SET PROBLEM >> Transcribe the listing that follows in full, omitting pictures.

══ DATASET RECORDS

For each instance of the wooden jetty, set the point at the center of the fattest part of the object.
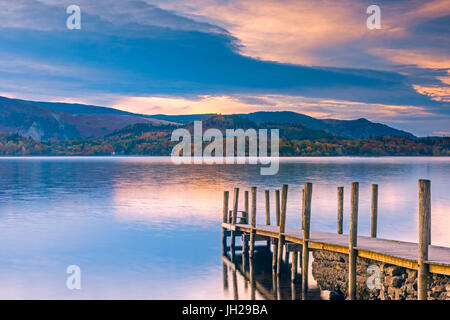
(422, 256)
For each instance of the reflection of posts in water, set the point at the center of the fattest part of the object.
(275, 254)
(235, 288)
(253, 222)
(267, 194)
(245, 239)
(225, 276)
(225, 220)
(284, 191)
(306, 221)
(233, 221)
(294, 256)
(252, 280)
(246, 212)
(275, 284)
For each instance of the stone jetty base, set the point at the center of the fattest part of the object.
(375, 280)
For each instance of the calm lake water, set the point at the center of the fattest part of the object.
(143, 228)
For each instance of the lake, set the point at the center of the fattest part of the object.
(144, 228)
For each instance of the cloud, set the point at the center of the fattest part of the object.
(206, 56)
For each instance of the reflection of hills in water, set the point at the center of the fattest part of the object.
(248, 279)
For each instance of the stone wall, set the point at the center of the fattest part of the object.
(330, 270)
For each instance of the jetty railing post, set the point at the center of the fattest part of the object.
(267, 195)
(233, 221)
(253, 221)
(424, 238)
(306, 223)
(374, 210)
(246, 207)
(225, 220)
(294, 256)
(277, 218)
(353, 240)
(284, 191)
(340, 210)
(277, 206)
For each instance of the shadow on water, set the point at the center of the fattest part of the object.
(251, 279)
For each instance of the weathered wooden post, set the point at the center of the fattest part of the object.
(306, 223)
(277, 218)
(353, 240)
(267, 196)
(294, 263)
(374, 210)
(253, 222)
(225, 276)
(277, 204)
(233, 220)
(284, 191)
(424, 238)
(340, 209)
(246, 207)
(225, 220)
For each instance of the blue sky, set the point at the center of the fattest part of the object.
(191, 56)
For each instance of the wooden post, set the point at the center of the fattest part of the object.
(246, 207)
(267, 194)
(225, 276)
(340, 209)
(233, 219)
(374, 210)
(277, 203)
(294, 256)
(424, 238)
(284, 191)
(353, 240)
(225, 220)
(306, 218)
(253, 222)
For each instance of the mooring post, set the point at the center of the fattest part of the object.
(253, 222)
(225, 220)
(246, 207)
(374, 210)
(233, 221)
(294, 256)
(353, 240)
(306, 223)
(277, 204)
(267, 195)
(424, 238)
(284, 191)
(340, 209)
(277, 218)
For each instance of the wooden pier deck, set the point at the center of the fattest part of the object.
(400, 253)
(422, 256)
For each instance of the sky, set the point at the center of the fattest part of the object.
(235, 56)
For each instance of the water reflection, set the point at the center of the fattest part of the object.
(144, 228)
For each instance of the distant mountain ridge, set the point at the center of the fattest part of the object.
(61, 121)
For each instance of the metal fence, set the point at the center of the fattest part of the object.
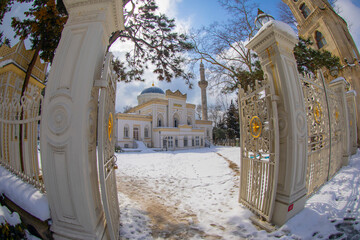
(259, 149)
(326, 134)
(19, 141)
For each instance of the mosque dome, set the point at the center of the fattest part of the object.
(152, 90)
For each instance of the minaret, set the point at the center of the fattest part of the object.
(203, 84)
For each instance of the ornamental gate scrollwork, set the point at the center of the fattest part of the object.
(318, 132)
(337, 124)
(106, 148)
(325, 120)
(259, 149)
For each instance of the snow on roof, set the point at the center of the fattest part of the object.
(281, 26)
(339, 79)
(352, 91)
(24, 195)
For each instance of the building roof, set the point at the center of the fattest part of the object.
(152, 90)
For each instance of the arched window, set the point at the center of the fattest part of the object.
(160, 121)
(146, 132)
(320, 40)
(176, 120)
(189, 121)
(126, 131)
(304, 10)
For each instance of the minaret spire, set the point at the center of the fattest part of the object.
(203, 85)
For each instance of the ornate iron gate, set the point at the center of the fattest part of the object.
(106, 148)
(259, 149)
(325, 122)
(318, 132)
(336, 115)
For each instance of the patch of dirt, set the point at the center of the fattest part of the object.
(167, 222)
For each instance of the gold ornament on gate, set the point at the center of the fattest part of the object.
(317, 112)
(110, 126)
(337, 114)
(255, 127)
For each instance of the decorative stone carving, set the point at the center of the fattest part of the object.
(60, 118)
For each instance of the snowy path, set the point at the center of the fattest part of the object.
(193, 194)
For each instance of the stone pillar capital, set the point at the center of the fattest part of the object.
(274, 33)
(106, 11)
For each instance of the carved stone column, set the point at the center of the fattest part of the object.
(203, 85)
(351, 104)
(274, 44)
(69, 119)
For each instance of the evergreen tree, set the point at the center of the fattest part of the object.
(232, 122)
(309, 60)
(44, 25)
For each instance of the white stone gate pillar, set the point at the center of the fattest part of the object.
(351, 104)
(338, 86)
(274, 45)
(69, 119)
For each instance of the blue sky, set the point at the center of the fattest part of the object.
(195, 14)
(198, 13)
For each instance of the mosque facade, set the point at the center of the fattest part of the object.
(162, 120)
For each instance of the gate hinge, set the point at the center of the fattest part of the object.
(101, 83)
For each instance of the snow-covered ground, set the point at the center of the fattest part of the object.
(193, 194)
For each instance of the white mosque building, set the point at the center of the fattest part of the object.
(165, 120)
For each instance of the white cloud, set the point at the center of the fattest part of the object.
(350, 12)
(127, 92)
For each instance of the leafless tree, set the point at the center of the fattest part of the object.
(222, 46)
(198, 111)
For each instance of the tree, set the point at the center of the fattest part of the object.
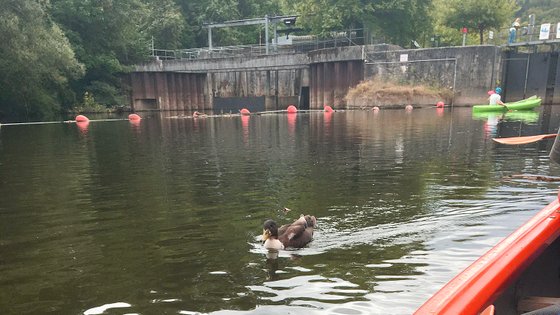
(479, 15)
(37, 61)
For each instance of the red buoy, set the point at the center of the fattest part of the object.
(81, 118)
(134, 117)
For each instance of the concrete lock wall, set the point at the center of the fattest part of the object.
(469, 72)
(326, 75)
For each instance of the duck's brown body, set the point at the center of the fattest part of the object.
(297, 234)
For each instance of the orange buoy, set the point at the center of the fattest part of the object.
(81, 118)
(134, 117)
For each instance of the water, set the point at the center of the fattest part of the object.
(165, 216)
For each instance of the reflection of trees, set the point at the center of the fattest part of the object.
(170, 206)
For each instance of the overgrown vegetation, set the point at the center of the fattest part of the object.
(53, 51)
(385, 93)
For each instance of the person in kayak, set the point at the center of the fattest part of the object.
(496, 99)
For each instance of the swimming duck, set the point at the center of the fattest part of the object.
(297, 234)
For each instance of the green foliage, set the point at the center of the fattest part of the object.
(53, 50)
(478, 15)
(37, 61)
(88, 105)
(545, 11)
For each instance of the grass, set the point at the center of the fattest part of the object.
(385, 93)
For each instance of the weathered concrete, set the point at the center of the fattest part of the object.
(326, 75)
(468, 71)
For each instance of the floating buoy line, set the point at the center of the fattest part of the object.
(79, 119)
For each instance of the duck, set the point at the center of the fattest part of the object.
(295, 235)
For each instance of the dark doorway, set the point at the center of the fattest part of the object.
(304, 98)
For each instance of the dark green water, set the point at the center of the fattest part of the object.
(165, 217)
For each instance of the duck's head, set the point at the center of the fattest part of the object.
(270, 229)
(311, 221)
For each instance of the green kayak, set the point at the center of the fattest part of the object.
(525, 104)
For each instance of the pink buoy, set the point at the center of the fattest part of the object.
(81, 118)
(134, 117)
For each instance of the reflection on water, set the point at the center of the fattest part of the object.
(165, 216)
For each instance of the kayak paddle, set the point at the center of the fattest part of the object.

════

RESPONSE TO THIS TASK >>
For each instance of the wooden jetty, set the point at the center of the fattest part of the object.
(422, 256)
For each instance of the reflection of posts in water, set the point at the center of the fattest part of the object.
(275, 254)
(235, 288)
(253, 222)
(267, 194)
(245, 239)
(225, 276)
(225, 220)
(284, 191)
(306, 221)
(233, 221)
(294, 256)
(252, 280)
(246, 212)
(275, 284)
For each instance of the stone jetty base, set the point at the center of the fattest part of the object.
(375, 280)
For each instance of the calm lake water, set the point at the center of the fattest part of the object.
(143, 228)
For each instance of the lake, set the point at the center of the fattest part of the object.
(144, 228)
For each instance of the cloud, set the point at the center of the fattest part of the object.
(206, 56)
For each instance of the reflection of hills in water, set the point at the center of the fattest part of the object.
(248, 279)
For each instance of the stone wall, set the point at the center of the fattest part of the object.
(330, 270)
For each instance of the jetty railing post, set the point at the center of the fattest part of the object.
(267, 195)
(233, 221)
(253, 221)
(424, 238)
(306, 223)
(374, 210)
(246, 207)
(225, 220)
(294, 256)
(277, 218)
(353, 240)
(284, 191)
(340, 210)
(277, 206)
For each instance of the shadow on water, set the point at the center of the fattest part of the object.
(251, 279)
For each instance of the weathered wooden post, set the point at the center of the fattest part of the object.
(306, 223)
(277, 218)
(353, 240)
(267, 196)
(294, 263)
(374, 210)
(253, 222)
(225, 276)
(277, 204)
(233, 220)
(284, 191)
(424, 238)
(340, 209)
(246, 207)
(225, 220)
For each instance of the blue sky, set the point at the center of the fattest part of the object.
(191, 56)
For each instance of the wooden post, set the point at the center of the fattest part of the object.
(246, 207)
(267, 194)
(225, 276)
(340, 209)
(233, 219)
(374, 210)
(277, 203)
(294, 256)
(424, 238)
(284, 191)
(353, 240)
(225, 220)
(306, 218)
(253, 222)
For each instance of the mooring post, set the point at the center of the fattest part of the object.
(253, 222)
(225, 220)
(246, 207)
(374, 210)
(233, 221)
(294, 256)
(353, 240)
(306, 223)
(277, 204)
(267, 195)
(424, 238)
(284, 191)
(340, 209)
(277, 218)
For each instance of the wooden pier deck, set the point at the center of the fattest part of the object.
(400, 253)
(422, 256)
For each instance of the sky, set the point at the center of the fattest part of the object.
(235, 56)
For each instance of the water reflection, set the point at the center of the fattest part of the object.
(144, 228)
For each instance of the distant mountain ridge, set the point at the center of the fattest part of the object.
(61, 121)
For each instance of the metal fence, set the point at the center of the fattest part of the object.
(259, 149)
(326, 134)
(19, 141)
For each instance of the mosque dome, set the point at the center of the fattest part of the object.
(152, 90)
For each instance of the minaret, set the point at the center of the fattest part of the object.
(203, 84)
For each instance of the ornamental gate scrollwork, set the point at the center of the fattest part of the object.
(318, 132)
(337, 124)
(106, 148)
(325, 120)
(259, 149)
For each instance of the snow on roof, set the point at the center of the fattest part of the object.
(281, 26)
(339, 79)
(352, 91)
(24, 195)
For each instance of the building roof, set the point at the center of the fattest part of the object.
(152, 90)
For each instance of the arched window, set the point at the center of the fattest part of the object.
(160, 121)
(146, 132)
(320, 40)
(176, 120)
(189, 121)
(126, 131)
(304, 10)
For each instance of the minaret spire, set the point at the center of the fattest part of the object.
(203, 85)
For each instance of the ornate iron gate, set the point at the center of the fattest part of the object.
(106, 148)
(259, 149)
(325, 122)
(318, 132)
(336, 115)
For each instance of the patch of dirt, set the point at the center of the fattest part of the object.
(167, 222)
For each instance of the gold ornament on gate, set the point at the center of the fattest part of the object.
(317, 112)
(110, 126)
(337, 114)
(255, 127)
For each instance of the decorative stone carving, set the point at the center of the fattest part of the object.
(60, 118)
For each instance of the snowy path, set the point at the center of the fattest part of the object.
(193, 194)
For each instance of the stone pillar capital, set the point at the center of the fattest part of the object.
(274, 33)
(106, 11)
For each instance of the carved stone column, set the point at the center of the fattest part of the object.
(203, 85)
(351, 104)
(274, 44)
(69, 119)
For each instance of the evergreen tree, set the point at the center of the fattest part of the object.
(232, 122)
(309, 60)
(44, 25)
For each instance of the white stone gate pillar, set the point at the center of the fattest part of the object.
(351, 104)
(338, 86)
(274, 45)
(69, 119)
For each instance of the blue sky, set the point at the center of the fattest part of the object.
(195, 14)
(198, 13)
For each instance of the mosque facade, set the point at the center of the fattest part of the object.
(162, 120)
For each instance of the gate hinge, set the point at the center of the fattest part of the object.
(101, 83)
For each instance of the snow-covered ground, set the point at the center of the fattest part of the object.
(193, 194)
For each instance of the white mosque building, set the point at the center of the fattest part of the object.
(165, 120)
For each instance of the white cloud, set the point at the center of the fattest part of the object.
(350, 12)
(127, 92)
For each instance of the leafless tree, set the point at the center of the fattest part of the object.
(222, 46)
(198, 111)
For each instance of the tree, set the point at the center of the fattest part of the object.
(479, 15)
(37, 61)
For each instance of the red buoy, set the point at the center of the fattest part of the object.
(81, 118)
(134, 117)
For each instance of the concrete lock wall, set the point at the center of the fattest part of the object.
(469, 72)
(326, 75)
For each instance of the duck's brown body, set the point at the center of the fattest part of the object.
(297, 234)
For each instance of the orange buoy, set the point at the center of the fattest part of the object.
(81, 118)
(134, 117)
For each instance of the water, set the point at the center of the fattest part of the object.
(165, 216)
For each instance of the reflection of trees, set the point at the center of the fattest part of the object.
(170, 206)
For each instance of the overgrown vegetation, set the point at the center of the fattest part of the object.
(53, 51)
(385, 93)
For each instance of the person in kayak, set the point at the center of the fattest part of the object.
(496, 99)
For each instance of the swimming duck, set the point at the center of the fattest part of the object.
(297, 234)
For each instance of the green foliage, set the point at the center of the fattest part of the object.
(53, 50)
(478, 15)
(37, 61)
(88, 105)
(545, 11)
For each instance of the grass, set the point at the center of the fattest part of the object.
(385, 93)
For each instance of the weathered concrete, set the point at the center of the fattest part of the object.
(326, 75)
(468, 71)
For each instance of the floating buoy line, set the point at the center of the fattest part of the object.
(79, 119)
For each instance of the duck, set the point at the center of the fattest part of the object.
(295, 235)
For each instance of the dark doorway, set the point at the center of the fattest part of the object.
(304, 98)
For each instance of the dark green water, set the point at the center of the fattest part of the object.
(165, 217)
For each instance of the duck's head, set the point at the center of the fattest part of the object.
(270, 229)
(311, 221)
For each instance of the green kayak, set the point at the center of the fattest part of the object.
(525, 104)
For each instance of the pink buoy, set the point at the center of the fattest part of the object.
(81, 118)
(134, 117)
For each instance of the reflection on water, set the point at the center of the fattest part of the object.
(165, 216)
For each instance of the kayak paddle, set the point at the center of the fattest part of the object.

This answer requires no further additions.